> **Records to process**
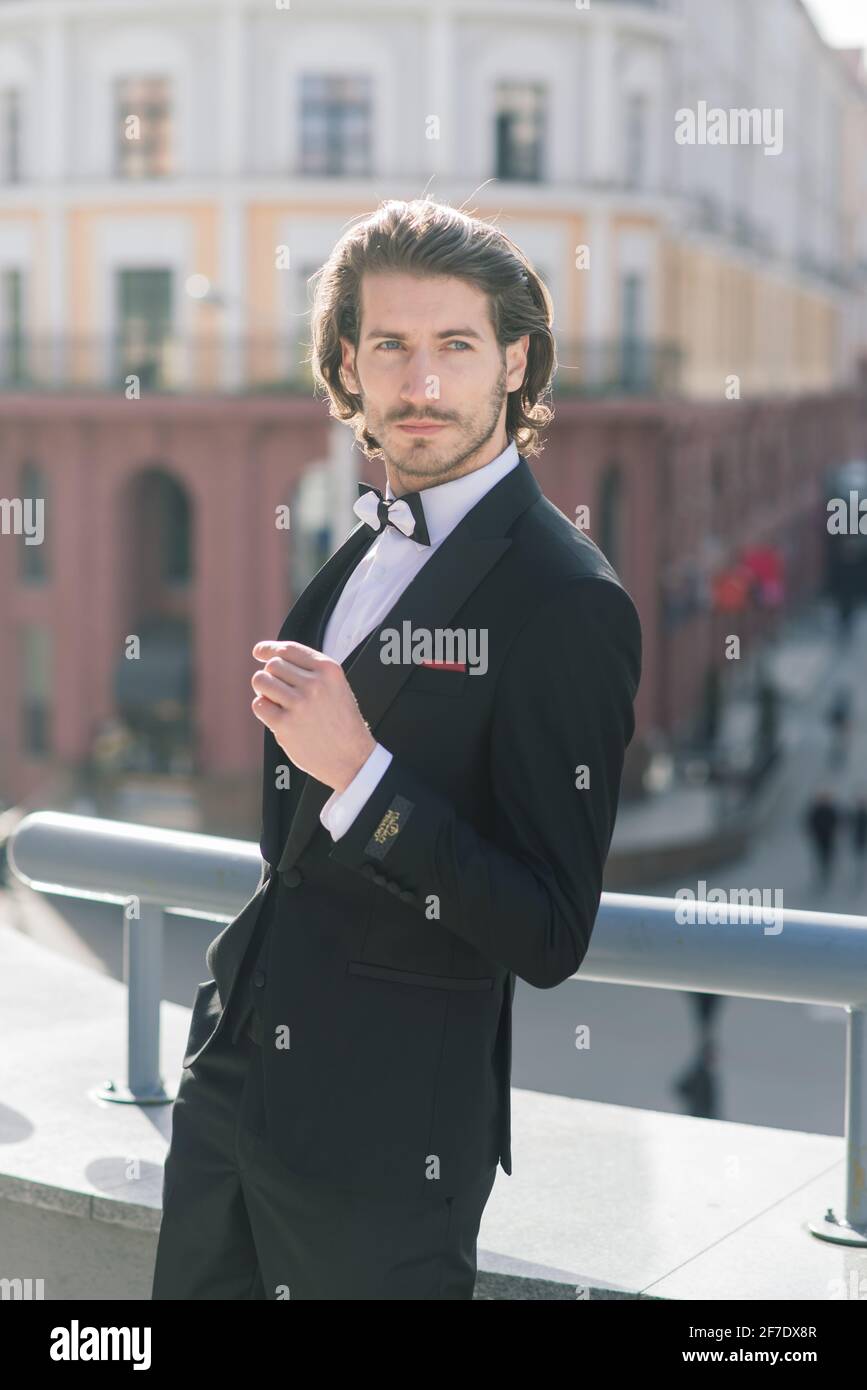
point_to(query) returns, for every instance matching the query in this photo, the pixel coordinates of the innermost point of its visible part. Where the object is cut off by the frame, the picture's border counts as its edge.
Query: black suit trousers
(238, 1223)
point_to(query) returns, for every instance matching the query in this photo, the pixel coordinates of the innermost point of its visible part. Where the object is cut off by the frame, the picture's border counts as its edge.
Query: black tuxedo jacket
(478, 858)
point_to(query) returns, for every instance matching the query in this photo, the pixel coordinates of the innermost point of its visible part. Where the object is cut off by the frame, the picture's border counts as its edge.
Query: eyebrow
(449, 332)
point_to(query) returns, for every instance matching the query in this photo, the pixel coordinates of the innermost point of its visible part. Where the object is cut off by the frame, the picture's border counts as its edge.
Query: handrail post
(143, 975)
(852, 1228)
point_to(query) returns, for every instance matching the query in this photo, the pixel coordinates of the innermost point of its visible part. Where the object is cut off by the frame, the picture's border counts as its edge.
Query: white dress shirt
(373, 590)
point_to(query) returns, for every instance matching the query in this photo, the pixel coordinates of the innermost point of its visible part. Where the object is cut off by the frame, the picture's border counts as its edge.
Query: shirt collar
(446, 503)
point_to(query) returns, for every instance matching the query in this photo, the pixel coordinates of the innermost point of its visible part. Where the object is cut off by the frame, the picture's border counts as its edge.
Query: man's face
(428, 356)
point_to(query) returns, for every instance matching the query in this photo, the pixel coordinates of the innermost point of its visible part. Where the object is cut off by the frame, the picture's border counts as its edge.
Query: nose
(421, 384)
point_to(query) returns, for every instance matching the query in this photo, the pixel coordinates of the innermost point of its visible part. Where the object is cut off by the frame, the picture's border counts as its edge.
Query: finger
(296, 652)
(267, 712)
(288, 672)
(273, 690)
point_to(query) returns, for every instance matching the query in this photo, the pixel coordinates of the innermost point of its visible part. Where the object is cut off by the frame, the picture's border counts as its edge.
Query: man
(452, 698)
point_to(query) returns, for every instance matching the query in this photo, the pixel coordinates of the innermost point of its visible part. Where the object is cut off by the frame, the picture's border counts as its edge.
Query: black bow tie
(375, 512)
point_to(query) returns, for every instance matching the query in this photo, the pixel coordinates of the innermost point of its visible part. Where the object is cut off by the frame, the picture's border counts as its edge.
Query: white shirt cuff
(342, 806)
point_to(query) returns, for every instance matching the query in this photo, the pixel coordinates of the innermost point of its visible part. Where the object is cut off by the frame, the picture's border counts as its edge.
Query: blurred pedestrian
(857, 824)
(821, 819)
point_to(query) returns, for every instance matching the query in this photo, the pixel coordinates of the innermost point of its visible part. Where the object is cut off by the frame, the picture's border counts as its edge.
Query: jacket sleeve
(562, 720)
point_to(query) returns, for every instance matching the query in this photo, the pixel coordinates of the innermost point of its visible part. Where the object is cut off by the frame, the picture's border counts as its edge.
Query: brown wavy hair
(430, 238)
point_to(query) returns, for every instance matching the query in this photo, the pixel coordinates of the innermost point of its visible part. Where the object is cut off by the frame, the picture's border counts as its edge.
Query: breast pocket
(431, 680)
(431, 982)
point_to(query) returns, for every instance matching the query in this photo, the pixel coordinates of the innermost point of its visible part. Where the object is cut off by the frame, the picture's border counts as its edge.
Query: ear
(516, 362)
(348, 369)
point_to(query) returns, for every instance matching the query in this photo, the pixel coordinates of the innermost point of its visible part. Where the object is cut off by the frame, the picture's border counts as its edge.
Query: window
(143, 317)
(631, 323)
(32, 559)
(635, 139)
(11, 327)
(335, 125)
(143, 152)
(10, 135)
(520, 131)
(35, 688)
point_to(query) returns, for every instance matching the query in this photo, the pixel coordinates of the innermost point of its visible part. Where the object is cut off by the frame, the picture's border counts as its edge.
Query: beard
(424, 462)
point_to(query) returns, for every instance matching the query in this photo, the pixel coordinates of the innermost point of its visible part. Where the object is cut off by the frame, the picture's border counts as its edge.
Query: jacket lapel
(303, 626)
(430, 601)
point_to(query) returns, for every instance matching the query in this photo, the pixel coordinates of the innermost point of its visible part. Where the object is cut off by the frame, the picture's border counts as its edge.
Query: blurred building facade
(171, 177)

> **Assignment**
The listing is to be reproduced in full and exactly, except that its pictures are to be dropped.

> **Result of the exercise**
point_to(query) returns, for every instance matching the query in this photo, the pixel coordinates of the innermost point of its visible part. Where the object is cut off by the frame, the picture's border counts as its edge.
Query: black suit trousers
(238, 1223)
point_to(query) returns, for every instance matching the query in this photo, the pixel coordinates of the innermost point of its visible part. Where the object is cut off by the frame, the picture's border counts as its edge.
Query: black tuxedo jacket
(478, 858)
point_to(query) returns, for every instance matching the query in this photo, the pixel coordinates of the innermost point of its visible part. Where the object is cut off by the frame, the picture's border counts as its edge.
Query: eyebrow
(449, 332)
point_to(query) returns, for every instance matching the query in this photo, the pixel coordinates of the innermost point of its visible part. Where the object is cut off by the frame, the picture's border counts as its edge.
Query: handrail post
(143, 975)
(852, 1228)
point_to(query) returns, for every instance matching the query in this photo, the pixel coordinates of the innermost point of its visible part. Where the object is cut off by the frame, the picture's border counts as its edge.
Query: white dress shirt
(373, 590)
point_to(query) returns, for every instance matching the query in this photo, the pixel coordinates of the innermost point of its visible part. Where the object is cut off by the frame, the picture's border counts as its edge.
Query: shirt collar
(446, 503)
point_to(query) returns, for every instance matching the query in this photo, the pixel coordinates of the innermost point of its visible part. Where the object is cut off by the frame, the picture's border counts as its edge.
Query: man's face
(428, 356)
point_to(query) returns, for every instance matching the query in this photo, the pixel coordinates of the innermost point of its visible part. Where the object is cut off by the frame, the picture's border counts as its edge.
Query: nose
(421, 384)
point_to(query) returns, for every instance matching the query in this photo, the pixel coordinates of the innermost point of its visible part. Where the object is cut off by the frame, the picture's border counts as its edge.
Query: finger
(296, 652)
(267, 712)
(288, 672)
(273, 690)
point_to(query) returns, for every instance matching the query in this photo, the pixel coordinates of the innermost point of its visible part. Where the object is cut off by the frame, the picture's border counts as its edge.
Query: man
(452, 698)
point_to(query) returns, for every instance matching the query in this photo, the pixel coordinates of the innermost point of its visible part. Where the object is cut off by the frame, the picture's border counts as its edge.
Query: black bow tie
(375, 512)
point_to(query) returns, for every instance matching the query in this photo, the pixel coordinates of the innermost point of its visible part. Where the object is cut off by the frame, the picture's border counts as its edge.
Query: white shirt cuff
(342, 806)
point_to(query) returns, for every instance matching the query in this photo, the pixel coordinates of the innermost point of its visible part. Where the object is cut off by the frame, the picture's border counts as its edge.
Query: blurred pedestrian
(857, 824)
(821, 819)
point_to(query) returns, for every instance matching the query in this photo, the pixel coordinates of the innermost point of its visible part. Where the object is cut off by the frame, the picture's border counts as its edge.
Query: jacket sleeve
(562, 720)
point_to(query) returns, for every instance matching the query in this photo, the pixel coordinates of the innermost point of its visible part. Where the object is cut off by the frame, the picture's border counts as its edge.
Query: brown wavy hair
(430, 238)
point_to(query) returns, for every instance matching the query in this photo, the pixel coordinates of the innermost point of its visible part. Where the object is cut off by the frame, the picture's border counts as its edge.
Query: breast pocket
(431, 680)
(431, 982)
point_to(query) returns, for every instance matching the query in this photo, the pixel coordinates of the innermost point of its visible part. Where the object is cut off by the frame, the picture's border counts as its edge.
Query: ear
(516, 362)
(348, 369)
point_to(query) returns, for every instance matching the query in this photo, the pixel coordinates of the innermost point of its visible part. Where the object is cut off by the frame, the picture's border counts as its edge.
Query: window
(143, 317)
(631, 323)
(32, 559)
(635, 139)
(11, 327)
(335, 125)
(143, 152)
(10, 135)
(520, 131)
(35, 688)
point_to(query) returns, for every instance matching the query in this photo, the pixel coordinates of the innermost point of its visible part. Where the object is cut off by the frame, the picture's border counts as its edge.
Query: beard
(424, 462)
point_to(query) returns, for every instance matching the query in this photo, the pixel coordinates of the innermost point of its visible part. Where the object is cut off by the frame, the picture's border counts as its edge.
Query: jacket lapel
(303, 626)
(430, 601)
point_to(query) returns, for every instance matching the query in this photo, the pixel coordinates of the innermost point of its visible part. Where the object is cut off by the frame, the picture's border counts as its edge.
Query: blurred building facade
(171, 177)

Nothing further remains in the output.